SUPPLIED DATA =>
++++++++

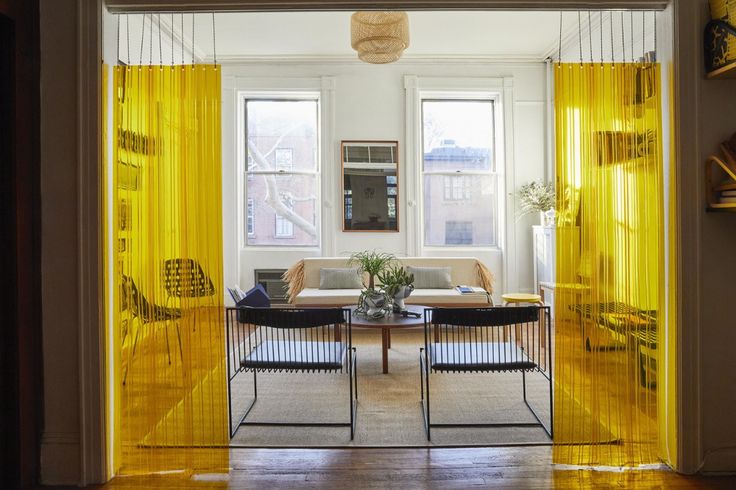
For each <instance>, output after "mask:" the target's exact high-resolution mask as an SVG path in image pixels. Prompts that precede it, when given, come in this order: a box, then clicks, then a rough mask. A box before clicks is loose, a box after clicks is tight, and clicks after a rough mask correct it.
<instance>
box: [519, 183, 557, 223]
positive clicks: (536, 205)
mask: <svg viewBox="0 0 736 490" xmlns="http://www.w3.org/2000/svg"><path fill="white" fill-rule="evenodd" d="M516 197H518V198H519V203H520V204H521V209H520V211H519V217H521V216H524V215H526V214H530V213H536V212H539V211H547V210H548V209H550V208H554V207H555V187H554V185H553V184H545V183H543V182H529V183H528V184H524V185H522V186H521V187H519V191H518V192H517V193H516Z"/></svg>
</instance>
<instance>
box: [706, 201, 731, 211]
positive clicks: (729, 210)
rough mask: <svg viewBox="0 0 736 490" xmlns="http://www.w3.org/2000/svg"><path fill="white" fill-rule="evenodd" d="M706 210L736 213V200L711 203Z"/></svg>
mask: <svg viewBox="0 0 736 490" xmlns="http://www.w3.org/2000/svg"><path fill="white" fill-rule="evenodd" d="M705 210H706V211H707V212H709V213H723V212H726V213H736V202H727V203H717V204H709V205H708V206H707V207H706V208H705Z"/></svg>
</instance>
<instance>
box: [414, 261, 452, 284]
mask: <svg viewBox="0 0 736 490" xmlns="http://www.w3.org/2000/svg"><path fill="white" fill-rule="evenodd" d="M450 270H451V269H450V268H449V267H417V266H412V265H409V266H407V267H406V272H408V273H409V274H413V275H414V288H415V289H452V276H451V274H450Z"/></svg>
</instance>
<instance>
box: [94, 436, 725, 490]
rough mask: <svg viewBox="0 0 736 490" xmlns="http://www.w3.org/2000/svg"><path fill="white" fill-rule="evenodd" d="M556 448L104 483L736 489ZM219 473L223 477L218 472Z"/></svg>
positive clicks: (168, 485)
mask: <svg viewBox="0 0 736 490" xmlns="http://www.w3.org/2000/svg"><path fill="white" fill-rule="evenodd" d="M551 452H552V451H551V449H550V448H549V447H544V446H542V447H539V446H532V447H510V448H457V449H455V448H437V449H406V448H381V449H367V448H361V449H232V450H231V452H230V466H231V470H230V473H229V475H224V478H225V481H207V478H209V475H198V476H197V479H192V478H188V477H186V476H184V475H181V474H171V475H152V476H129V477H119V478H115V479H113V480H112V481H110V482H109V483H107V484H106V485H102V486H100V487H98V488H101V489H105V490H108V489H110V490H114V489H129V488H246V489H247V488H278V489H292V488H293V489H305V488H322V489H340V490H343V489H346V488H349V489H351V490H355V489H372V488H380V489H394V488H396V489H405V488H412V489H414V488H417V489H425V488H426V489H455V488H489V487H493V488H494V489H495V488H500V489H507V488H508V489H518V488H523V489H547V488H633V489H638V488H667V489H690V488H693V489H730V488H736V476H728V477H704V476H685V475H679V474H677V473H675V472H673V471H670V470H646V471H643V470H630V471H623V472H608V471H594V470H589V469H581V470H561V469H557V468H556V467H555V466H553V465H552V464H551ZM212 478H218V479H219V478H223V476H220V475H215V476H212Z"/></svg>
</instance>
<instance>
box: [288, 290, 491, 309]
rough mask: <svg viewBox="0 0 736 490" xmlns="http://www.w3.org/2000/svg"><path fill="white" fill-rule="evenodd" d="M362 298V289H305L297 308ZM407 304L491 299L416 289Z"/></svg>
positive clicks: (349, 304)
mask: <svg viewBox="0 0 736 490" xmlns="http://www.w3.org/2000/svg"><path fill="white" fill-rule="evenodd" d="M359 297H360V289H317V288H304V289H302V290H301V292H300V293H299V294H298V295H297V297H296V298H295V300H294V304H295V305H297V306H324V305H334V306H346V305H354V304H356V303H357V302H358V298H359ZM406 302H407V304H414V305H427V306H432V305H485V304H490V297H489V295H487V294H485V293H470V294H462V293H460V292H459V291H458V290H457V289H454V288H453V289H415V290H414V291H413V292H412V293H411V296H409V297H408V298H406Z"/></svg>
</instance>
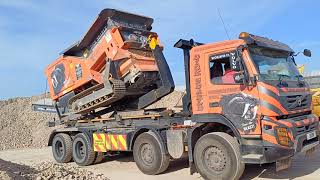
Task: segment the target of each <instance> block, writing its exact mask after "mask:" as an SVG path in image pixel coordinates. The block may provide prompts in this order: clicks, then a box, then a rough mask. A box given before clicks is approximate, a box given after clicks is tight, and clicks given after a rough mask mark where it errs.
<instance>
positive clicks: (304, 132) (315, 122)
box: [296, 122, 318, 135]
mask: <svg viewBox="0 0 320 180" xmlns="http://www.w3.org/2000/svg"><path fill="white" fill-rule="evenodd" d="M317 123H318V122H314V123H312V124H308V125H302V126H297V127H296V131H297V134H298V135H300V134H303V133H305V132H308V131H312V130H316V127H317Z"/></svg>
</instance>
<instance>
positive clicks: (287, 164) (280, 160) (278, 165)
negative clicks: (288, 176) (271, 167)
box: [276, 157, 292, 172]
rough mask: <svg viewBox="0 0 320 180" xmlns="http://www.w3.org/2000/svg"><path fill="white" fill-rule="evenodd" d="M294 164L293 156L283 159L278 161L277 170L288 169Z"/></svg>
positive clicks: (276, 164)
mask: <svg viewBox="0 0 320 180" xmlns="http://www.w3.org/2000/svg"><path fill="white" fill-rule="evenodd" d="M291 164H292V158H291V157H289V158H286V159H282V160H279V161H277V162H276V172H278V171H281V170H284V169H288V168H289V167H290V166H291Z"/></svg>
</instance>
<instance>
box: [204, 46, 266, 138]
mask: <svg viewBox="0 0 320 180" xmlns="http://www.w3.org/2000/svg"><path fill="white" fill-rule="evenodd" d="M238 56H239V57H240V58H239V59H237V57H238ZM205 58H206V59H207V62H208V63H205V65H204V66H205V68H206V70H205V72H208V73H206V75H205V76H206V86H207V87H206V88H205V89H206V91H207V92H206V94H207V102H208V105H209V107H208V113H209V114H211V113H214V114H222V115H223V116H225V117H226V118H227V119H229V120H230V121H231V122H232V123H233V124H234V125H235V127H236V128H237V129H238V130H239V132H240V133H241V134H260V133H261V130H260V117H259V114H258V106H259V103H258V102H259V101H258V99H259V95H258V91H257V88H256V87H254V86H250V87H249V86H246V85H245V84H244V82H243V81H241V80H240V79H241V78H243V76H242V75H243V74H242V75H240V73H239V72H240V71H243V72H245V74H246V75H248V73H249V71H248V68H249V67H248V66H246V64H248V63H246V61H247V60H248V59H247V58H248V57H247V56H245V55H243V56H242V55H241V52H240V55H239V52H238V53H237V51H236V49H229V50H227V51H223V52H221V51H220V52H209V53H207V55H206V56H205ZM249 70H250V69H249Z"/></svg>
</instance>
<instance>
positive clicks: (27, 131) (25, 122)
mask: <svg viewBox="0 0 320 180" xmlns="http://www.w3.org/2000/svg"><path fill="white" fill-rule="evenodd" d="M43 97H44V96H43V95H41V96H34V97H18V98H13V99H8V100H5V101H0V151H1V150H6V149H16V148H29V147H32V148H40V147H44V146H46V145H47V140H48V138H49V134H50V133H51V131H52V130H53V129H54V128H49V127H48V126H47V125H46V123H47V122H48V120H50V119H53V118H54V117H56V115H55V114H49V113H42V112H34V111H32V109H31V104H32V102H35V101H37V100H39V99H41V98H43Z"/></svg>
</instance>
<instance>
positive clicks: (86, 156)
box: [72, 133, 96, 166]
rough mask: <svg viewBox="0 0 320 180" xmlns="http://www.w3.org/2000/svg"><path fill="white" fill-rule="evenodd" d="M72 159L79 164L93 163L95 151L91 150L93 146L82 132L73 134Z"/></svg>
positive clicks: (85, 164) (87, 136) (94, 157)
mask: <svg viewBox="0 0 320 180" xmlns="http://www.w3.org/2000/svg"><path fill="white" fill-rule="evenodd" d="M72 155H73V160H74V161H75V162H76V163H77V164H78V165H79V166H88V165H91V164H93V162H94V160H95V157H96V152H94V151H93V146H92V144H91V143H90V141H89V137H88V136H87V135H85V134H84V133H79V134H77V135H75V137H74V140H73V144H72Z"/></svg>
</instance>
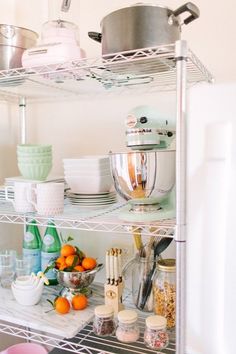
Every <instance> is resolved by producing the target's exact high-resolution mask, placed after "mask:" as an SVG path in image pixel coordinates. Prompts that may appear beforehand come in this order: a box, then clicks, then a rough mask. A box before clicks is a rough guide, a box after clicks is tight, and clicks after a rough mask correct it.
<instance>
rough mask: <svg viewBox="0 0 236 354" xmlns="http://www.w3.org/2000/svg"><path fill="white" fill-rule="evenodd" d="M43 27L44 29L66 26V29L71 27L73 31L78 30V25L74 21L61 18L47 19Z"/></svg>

++++++++

WORK INSTRUCTIONS => In the material above, locate the line containing "box: [414, 261, 452, 284]" and the line containing "448L104 483L736 489ZM219". Transcribe exactly those two lines and every line between them, and nothing more.

RESPONSE =>
box: [414, 261, 452, 284]
mask: <svg viewBox="0 0 736 490" xmlns="http://www.w3.org/2000/svg"><path fill="white" fill-rule="evenodd" d="M450 270H451V269H450V268H449V267H417V266H412V265H409V266H407V267H406V272H408V273H409V274H413V275H414V288H415V289H452V276H451V274H450Z"/></svg>
</instance>
<instance>
box: [94, 436, 725, 490]
rough mask: <svg viewBox="0 0 736 490" xmlns="http://www.w3.org/2000/svg"><path fill="white" fill-rule="evenodd" d="M556 448L104 483L736 489ZM219 473L223 477L218 472Z"/></svg>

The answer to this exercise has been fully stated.